__待分析文本__.
更深层的问题：agent 循环不应该知道有哪些工具。它应该在运行时问"注册了哪些工具？"，让注册表回答。Claude Code 的生产实现注册了 40+ 个内置工具，加上可以在运行时添加更多工具的开放式 MCP 协议——如果循环硬编码工具名称，这一切都不可能实现。

我们想把这个数字降到零：lena.py 里因新增工具而必须改动的行数。目标是零。注册表通过让循环在运行时询问注册表来实现这一点。

Beat 3 — 理论铺垫

3.1 Pydantic 作为 Schema 编译器（本节无代码）

Anthropic API 要求每个工具都以 JSON Schema 格式描述——一个指定参数名称、类型、描述以及哪些参数是必填项的 JSON 对象。模型读取这个 schema，以便知道调用工具时应该产生什么参数。

手写 JSON Schema 既繁琐又容易出错：

json

{
  "type": "object",
  "properties": {
    "path": {"type": "string", "description": "文件路径"},
    "offset": {"type": "integer", "description": "起始行"},
    "limit": {"type": "integer", "description": "最大行数"}
  },
  "required": ["path"]
}

一个工具还好。十个工具之后，问题是 schema 漂移：JSON Schema 字典和 Python 处理函数是两个独立的产物。函数里重命名了参数，忘了更新字典，模型发的是旧参数名，函数期待的是新参数名——运行时出现无声的 TypeError。

__任务说明__.
返回待分析文本中从“我们想把这个数字降到零：le”到“JSON 对象。模型读取这个 schema，以便知道调用工具时应该产生什么参数。”的那一段，一字不改。 这些记录无需使用。

__所附记录__.
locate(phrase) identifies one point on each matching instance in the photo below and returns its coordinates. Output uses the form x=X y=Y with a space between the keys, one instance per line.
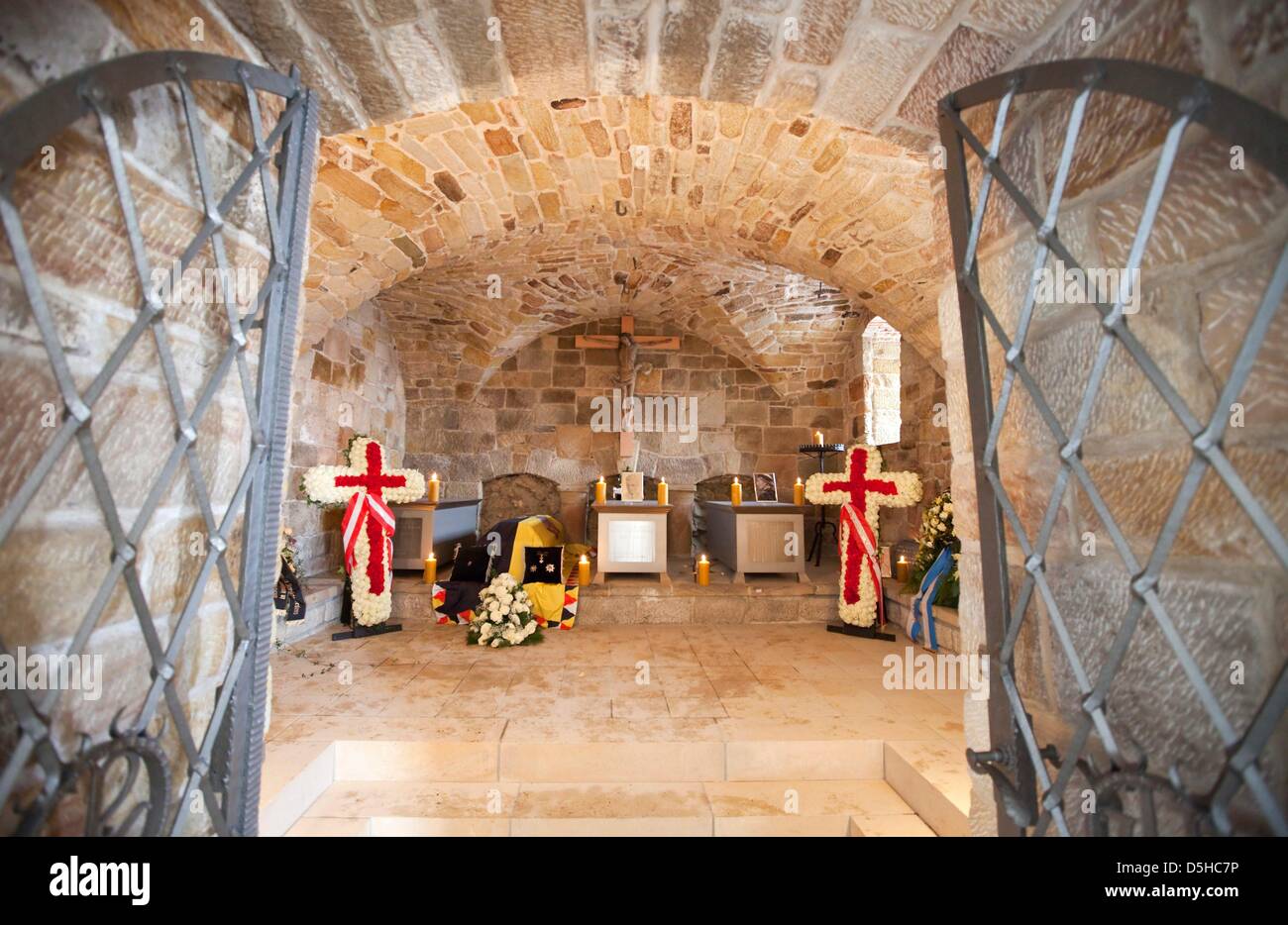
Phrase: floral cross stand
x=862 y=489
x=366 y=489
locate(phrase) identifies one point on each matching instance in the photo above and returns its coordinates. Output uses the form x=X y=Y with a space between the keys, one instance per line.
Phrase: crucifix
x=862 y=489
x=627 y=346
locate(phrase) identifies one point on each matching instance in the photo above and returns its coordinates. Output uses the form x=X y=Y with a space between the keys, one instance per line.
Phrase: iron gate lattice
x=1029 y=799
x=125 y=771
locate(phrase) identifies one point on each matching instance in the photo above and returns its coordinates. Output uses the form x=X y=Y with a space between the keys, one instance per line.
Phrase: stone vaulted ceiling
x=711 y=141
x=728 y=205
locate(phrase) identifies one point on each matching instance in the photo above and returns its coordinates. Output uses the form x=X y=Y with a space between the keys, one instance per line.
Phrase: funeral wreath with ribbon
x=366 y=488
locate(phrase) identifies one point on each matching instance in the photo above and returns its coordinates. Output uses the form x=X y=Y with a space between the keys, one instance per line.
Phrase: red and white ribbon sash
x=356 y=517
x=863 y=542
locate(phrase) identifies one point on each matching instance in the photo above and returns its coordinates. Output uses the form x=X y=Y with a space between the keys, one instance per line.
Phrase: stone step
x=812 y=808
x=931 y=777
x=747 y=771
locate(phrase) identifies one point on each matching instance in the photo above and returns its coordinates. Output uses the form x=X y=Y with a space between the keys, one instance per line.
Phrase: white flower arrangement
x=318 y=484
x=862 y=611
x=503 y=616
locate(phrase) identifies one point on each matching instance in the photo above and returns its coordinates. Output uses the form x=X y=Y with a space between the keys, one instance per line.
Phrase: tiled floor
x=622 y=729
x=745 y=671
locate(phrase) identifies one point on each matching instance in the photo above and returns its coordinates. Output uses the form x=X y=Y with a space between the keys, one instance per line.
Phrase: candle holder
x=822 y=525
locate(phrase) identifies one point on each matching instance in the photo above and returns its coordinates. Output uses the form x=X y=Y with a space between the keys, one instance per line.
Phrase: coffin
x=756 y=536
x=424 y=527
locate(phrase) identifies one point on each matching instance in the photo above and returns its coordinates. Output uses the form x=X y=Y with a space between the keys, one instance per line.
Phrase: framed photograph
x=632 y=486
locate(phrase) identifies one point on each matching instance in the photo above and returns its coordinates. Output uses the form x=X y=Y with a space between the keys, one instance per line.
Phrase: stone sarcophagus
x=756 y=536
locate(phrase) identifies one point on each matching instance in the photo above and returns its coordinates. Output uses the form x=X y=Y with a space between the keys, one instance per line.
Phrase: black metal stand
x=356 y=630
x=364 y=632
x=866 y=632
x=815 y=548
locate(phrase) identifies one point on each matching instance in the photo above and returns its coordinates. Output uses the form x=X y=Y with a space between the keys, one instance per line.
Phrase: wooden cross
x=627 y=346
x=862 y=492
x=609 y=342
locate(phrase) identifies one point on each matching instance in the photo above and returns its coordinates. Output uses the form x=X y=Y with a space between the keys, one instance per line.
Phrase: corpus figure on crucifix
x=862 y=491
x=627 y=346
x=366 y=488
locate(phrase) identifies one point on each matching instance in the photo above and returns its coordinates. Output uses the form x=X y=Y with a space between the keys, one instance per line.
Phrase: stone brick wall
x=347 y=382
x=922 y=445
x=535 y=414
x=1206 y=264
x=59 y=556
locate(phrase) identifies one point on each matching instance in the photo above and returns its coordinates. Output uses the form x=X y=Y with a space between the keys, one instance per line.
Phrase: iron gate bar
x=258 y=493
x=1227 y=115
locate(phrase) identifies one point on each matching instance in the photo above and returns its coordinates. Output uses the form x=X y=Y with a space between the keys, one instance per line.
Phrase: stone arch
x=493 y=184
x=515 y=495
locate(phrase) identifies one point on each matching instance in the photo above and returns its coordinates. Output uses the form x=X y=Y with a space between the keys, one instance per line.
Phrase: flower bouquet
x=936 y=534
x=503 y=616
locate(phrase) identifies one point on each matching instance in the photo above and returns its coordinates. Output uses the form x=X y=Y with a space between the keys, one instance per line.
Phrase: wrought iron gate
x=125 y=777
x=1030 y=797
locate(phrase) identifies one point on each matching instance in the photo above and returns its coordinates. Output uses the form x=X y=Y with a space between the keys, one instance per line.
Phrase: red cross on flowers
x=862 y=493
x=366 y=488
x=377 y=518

__任务解答__.
我们想把这个数字降到零：lena.py 里因新增工具而必须改动的行数。目标是零。注册表通过让循环在运行时询问注册表来实现这一点。

Beat 3 — 理论铺垫

3.1 Pydantic 作为 Schema 编译器（本节无代码）

Anthropic API 要求每个工具都以 JSON Schema 格式描述——一个指定参数名称、类型、描述以及哪些参数是必填项的 JSON 对象。模型读取这个 schema，以便知道调用工具时应该产生什么参数。